Text section:
What businesses can learn from Patagonia





In 1991, Yvon Chouinard, founder of the well-known sports brand Patagonia was facing a huge challenge. Patagonia was simply growing too fast.

For many companies, especially at that time, growth wouldn’t have been a problem, but a good opportunity to make their businesses more profitable. Not for Patagonia; For them, growing too fast would have meant putting aside their desire to make a sustainable and quality product. For them, keeping the same growth pace would have meant going against their core values.


Since day one, they tried to rethink and challenge the way of doing business, in order to position themselves as a leader in the environmental crisis. They had to reflect on what kind of business they wanted to become to respect this statement.


To reflect on it, Yvon Chouinard decided to take a dozen of his top managers to Argentina to let them see what the real Patagonia was and talk about the future of the brand. Their main purpose behind this off-site trip was to define their core values and to create structures to preserve sustainable culture through growth.


After a couple of days of board meetings, they were still struggling to put into words their values. One day, one of the managers decided to skip lunch to go for a walk by himself. When he returned, seven values of a brand beyond its time were born. In those seven, three particularly caught my attention:


1- All decisions of the company are made in the context of the environmental crisis. We must strive to do no harm. Wherever possible, our acts should serve to decrease the problem.

Assigned task A:
In the Patagonia article, restate the passage starting with "In 1991, Yvon" and going on through "respect this statement.", substituting "expansion" for "growth".
Assigned task B:
Answer the following from the Patagonia article:
(i) In what year was Yvon Chouinard facing the challenge of Patagonia growing too fast?
(ii) To which country did he take a dozen of his top managers?
(iii) How many values were born when the manager returned from his walk?

Provided data:
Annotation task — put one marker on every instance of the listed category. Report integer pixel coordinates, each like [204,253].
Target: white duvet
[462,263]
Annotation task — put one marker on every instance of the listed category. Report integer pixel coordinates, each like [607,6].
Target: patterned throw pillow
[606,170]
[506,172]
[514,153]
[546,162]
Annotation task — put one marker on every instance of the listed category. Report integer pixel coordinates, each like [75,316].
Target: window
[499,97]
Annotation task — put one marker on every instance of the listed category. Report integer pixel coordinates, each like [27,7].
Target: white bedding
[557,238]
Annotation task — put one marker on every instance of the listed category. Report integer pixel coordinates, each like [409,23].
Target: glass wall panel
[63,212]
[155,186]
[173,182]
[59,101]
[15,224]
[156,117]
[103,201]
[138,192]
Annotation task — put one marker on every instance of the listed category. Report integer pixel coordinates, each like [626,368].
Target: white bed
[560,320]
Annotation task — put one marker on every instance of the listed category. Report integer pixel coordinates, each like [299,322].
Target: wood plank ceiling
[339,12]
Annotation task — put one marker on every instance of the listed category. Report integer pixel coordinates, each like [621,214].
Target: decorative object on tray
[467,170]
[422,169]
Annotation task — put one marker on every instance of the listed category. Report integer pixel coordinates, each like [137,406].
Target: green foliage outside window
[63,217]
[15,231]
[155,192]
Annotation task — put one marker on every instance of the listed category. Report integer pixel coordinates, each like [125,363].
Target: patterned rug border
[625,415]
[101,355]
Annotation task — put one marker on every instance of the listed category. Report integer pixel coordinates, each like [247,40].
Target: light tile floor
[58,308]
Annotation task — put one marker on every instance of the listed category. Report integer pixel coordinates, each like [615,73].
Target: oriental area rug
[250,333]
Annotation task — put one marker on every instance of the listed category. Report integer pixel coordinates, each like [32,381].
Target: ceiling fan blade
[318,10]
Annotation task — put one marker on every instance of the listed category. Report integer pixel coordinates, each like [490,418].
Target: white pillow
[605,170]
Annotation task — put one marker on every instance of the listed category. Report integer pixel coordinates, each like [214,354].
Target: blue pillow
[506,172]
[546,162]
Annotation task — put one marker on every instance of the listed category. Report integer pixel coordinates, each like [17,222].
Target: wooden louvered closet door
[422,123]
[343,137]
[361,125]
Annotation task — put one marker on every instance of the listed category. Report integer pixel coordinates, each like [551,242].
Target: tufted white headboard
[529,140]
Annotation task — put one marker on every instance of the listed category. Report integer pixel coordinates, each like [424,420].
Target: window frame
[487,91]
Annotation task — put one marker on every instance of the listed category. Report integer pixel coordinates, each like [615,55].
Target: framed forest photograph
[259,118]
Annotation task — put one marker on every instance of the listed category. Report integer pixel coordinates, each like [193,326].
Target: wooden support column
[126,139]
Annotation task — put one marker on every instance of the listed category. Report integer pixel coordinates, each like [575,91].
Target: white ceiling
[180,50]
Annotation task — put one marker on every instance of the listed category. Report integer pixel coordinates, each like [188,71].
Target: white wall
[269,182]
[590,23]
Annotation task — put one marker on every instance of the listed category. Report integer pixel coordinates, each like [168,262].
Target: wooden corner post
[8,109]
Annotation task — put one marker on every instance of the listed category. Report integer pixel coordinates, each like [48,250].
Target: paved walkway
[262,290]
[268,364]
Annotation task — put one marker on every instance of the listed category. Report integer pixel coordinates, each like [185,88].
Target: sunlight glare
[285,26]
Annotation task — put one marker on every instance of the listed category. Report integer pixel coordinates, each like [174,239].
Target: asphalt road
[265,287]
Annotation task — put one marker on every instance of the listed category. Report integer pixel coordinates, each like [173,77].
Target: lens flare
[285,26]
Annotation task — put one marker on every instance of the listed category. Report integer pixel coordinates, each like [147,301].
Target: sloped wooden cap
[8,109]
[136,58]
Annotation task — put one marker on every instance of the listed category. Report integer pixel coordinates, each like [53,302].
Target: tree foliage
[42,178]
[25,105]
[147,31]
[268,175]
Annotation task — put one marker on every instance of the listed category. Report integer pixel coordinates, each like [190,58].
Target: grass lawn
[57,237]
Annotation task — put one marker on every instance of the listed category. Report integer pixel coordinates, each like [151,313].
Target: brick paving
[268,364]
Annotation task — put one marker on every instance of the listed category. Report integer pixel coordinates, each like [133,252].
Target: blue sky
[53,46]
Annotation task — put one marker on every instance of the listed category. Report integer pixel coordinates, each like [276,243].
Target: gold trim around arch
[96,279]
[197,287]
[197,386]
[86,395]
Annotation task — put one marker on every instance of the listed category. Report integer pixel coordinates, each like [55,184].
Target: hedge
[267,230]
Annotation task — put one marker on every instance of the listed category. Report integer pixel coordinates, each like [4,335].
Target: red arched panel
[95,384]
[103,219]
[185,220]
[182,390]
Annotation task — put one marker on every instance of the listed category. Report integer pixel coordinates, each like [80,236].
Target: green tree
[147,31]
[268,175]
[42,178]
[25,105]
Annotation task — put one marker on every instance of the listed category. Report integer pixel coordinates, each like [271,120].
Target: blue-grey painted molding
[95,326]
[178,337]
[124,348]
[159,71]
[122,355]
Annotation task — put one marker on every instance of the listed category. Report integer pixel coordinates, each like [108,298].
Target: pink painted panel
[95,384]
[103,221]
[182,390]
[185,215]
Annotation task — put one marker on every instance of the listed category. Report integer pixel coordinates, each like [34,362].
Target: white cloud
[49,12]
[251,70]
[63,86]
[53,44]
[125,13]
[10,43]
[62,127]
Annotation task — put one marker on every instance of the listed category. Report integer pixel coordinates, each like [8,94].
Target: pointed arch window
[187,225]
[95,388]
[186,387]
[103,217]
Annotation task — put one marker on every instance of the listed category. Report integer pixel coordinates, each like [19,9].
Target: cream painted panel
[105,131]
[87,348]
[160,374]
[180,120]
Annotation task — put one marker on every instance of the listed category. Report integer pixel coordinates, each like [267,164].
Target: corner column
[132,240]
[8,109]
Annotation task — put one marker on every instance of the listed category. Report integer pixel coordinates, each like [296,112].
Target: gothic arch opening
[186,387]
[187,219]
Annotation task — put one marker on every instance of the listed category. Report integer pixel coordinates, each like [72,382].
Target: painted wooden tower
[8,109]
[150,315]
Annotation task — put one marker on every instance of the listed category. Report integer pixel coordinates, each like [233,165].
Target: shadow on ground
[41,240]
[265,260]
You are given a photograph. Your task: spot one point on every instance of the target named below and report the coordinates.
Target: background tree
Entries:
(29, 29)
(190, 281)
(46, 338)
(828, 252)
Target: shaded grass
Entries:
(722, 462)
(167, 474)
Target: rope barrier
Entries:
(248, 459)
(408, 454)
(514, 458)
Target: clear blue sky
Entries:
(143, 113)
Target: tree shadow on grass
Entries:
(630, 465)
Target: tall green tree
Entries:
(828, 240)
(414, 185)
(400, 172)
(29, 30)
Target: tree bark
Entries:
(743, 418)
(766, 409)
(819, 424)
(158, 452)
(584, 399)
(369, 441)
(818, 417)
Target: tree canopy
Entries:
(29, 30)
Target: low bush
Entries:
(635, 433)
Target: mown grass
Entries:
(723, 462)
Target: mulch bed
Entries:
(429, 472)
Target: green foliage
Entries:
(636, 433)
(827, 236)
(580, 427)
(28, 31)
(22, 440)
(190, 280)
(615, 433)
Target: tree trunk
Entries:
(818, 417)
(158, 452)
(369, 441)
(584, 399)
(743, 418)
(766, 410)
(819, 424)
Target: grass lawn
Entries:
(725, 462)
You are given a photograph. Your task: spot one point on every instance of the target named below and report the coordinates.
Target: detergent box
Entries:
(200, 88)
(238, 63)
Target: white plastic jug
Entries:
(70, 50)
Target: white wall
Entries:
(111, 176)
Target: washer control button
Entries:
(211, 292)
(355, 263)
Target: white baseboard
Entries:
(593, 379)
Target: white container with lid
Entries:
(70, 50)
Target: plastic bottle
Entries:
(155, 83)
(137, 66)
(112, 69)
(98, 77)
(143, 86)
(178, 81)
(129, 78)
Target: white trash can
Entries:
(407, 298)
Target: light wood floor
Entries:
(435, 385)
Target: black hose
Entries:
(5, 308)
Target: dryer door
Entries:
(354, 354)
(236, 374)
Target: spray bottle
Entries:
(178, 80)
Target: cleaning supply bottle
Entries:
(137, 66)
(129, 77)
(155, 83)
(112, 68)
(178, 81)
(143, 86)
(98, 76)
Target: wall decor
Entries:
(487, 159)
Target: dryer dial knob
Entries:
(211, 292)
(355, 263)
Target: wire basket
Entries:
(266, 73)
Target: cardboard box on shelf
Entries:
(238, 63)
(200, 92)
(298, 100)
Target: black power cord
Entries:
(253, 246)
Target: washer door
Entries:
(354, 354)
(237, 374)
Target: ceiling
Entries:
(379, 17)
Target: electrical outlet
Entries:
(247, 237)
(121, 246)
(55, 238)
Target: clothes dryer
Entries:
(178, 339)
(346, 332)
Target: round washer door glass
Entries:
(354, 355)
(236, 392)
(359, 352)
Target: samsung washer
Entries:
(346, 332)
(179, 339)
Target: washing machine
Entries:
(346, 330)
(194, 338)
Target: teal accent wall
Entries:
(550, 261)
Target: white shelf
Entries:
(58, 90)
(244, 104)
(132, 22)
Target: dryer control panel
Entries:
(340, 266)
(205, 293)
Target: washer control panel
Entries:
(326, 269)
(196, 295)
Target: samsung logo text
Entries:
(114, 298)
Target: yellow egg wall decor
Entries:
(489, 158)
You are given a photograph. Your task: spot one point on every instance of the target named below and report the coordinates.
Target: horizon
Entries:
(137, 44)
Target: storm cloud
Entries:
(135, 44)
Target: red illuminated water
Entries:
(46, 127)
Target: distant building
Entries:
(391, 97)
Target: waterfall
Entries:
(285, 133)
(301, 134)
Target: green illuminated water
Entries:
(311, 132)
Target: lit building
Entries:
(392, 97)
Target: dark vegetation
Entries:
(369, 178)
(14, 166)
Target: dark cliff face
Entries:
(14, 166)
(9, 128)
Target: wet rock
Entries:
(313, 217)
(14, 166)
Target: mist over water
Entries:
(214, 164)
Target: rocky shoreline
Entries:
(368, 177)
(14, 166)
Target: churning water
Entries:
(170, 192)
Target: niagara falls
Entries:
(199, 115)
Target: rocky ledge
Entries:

Exercise solution A:
In 1991, Yvon Chouinard, founder of the well-known sports brand Patagonia was facing a huge challenge. Patagonia was simply growing too fast.

For many companies, especially at that time, expansion wouldn’t have been a problem, but a good opportunity to make their businesses more profitable. Not for Patagonia; For them, growing too fast would have meant putting aside their desire to make a sustainable and quality product. For them, keeping the same expansion pace would have meant going against their core values.


Since day one, they tried to rethink and challenge the way of doing business, in order to position themselves as a leader in the environmental crisis. They had to reflect on what kind of business they wanted to become to respect this statement.

Exercise solution B:
(i) 1991
(ii) Argentina
(iii) Seven